* _Goal of the exercise_:
Reproduce the lines of the listing below, from the line containing "Segment camouflage trousers" through the line containing "[231,247,269,271]", with both of those lines included. Keep every character unchanged.

* _Exercise input_:
#####

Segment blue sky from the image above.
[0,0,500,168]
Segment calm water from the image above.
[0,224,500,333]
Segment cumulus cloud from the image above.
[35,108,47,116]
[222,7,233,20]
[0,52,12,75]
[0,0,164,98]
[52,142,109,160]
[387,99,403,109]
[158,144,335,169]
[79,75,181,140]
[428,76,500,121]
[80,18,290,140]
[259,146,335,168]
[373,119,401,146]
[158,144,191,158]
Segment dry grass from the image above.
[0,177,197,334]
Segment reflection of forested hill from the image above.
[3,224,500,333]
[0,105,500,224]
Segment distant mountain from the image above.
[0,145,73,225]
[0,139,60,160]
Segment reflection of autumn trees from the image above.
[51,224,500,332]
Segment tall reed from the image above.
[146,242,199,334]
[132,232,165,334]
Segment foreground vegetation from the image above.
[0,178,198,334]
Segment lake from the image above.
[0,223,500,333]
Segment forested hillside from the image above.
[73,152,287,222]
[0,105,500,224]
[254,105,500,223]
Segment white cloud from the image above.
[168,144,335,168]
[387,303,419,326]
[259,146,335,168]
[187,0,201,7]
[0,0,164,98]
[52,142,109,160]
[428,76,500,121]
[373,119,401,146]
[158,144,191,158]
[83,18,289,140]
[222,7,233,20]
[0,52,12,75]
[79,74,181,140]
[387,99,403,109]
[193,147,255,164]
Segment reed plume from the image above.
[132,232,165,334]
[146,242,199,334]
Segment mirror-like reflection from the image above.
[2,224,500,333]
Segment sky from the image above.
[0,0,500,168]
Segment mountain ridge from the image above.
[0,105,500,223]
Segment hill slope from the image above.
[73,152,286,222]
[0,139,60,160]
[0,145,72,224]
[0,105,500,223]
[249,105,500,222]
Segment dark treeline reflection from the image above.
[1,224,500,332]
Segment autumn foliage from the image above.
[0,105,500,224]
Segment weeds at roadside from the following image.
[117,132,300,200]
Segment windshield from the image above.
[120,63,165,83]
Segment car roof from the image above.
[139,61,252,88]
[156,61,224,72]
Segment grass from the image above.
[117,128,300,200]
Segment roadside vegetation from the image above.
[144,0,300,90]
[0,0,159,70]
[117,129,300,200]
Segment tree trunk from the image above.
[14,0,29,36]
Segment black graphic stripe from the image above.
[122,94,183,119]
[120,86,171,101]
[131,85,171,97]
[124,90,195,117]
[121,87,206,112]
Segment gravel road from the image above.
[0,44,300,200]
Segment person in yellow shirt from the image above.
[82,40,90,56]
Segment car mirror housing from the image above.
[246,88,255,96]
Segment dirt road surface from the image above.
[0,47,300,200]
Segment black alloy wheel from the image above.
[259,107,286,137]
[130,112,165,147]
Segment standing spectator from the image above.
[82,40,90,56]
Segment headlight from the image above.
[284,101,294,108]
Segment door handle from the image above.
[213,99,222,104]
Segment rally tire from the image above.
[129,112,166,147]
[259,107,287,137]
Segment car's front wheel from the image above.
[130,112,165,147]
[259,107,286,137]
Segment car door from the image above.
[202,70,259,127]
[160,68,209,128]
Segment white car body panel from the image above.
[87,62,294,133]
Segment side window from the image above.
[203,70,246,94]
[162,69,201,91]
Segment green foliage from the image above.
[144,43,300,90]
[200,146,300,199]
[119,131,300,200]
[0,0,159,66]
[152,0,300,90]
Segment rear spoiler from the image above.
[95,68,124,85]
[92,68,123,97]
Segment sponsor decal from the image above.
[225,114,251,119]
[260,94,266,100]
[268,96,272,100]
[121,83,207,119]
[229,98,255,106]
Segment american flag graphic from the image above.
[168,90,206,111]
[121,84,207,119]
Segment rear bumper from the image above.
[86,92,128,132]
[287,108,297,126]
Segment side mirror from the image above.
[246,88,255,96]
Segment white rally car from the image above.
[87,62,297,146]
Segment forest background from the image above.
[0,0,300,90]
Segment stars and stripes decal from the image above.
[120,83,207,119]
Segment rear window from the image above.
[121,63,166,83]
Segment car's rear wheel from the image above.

#####

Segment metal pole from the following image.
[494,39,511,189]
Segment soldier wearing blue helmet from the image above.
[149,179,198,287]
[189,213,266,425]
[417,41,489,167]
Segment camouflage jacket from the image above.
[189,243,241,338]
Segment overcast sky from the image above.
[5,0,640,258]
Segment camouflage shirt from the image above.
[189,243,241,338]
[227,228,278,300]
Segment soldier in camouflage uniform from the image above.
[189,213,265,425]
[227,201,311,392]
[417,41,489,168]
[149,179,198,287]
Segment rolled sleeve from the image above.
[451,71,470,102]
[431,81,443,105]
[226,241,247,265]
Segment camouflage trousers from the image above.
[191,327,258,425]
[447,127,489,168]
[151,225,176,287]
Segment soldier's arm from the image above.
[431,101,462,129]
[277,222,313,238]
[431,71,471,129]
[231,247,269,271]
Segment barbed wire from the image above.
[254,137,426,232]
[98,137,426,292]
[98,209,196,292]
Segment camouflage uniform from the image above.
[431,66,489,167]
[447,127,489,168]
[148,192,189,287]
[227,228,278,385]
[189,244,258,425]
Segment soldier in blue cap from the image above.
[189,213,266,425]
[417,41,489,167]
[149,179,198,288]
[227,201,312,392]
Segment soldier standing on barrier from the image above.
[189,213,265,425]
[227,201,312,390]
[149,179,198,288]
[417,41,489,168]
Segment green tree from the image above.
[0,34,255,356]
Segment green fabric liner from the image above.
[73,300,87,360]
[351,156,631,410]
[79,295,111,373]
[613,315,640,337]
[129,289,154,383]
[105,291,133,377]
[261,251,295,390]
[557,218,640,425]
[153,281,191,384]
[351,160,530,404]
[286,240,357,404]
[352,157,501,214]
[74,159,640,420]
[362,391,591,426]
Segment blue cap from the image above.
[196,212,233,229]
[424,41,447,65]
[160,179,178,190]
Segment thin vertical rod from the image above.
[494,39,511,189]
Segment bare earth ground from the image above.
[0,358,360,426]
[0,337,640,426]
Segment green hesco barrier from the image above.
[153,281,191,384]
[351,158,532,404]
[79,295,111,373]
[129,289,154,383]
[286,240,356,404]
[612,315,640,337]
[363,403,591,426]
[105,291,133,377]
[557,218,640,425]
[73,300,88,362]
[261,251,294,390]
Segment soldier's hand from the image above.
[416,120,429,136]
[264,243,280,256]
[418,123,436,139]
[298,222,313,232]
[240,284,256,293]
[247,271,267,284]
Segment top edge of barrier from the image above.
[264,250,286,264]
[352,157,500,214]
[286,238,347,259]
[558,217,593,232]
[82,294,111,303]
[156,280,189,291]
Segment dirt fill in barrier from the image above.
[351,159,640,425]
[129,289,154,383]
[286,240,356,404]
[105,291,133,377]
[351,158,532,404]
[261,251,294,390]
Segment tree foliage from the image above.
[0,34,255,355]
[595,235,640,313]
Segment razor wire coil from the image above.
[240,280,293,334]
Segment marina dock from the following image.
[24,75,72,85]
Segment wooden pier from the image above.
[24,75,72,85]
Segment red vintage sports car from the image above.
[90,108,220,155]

#####

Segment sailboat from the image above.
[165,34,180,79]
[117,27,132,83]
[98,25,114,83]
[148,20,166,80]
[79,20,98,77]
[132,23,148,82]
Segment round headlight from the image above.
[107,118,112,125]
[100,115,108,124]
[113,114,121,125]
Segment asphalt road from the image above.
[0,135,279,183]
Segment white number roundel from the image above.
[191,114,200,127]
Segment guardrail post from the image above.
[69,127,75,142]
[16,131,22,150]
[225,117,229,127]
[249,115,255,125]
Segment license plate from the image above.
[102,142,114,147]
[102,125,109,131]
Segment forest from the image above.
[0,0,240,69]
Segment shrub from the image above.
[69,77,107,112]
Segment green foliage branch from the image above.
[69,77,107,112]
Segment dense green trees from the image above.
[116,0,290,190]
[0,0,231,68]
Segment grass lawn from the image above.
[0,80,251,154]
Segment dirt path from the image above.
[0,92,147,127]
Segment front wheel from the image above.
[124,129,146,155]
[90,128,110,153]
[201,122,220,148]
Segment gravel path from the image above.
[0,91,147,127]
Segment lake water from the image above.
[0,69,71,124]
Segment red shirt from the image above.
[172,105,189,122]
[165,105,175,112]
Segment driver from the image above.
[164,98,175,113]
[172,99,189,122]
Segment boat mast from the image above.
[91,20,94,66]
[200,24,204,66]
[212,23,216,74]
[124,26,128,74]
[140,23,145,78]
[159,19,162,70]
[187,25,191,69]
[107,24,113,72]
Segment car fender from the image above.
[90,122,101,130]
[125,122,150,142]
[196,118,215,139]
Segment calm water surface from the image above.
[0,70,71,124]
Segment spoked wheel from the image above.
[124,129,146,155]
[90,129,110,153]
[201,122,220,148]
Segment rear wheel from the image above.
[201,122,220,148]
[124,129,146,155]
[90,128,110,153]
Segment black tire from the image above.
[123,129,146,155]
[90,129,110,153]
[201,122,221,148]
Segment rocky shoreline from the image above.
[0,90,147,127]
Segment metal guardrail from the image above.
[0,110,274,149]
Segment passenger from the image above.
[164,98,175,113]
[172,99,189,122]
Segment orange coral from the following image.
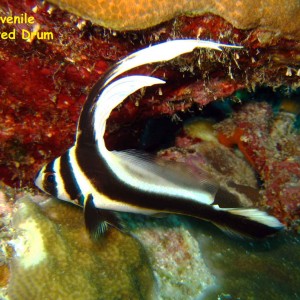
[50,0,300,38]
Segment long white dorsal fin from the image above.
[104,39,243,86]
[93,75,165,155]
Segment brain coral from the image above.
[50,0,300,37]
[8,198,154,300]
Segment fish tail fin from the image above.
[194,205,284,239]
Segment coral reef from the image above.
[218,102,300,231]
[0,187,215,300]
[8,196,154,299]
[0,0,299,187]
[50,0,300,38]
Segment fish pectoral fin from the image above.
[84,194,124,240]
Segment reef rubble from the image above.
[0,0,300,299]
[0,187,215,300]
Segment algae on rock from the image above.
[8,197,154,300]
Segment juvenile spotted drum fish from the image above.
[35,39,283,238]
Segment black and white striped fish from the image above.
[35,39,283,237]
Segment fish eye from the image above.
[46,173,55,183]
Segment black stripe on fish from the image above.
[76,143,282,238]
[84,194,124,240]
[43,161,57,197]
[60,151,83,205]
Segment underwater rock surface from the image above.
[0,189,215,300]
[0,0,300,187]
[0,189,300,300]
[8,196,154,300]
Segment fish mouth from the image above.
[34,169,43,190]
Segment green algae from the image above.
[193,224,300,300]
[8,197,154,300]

#####

* _Solution to the problem_:
Segment camouflage trousers from the image above.
[191,327,258,425]
[447,127,489,168]
[151,225,176,287]
Segment soldier's arm from the image above.
[431,101,462,129]
[277,222,313,238]
[431,71,471,129]
[231,247,269,271]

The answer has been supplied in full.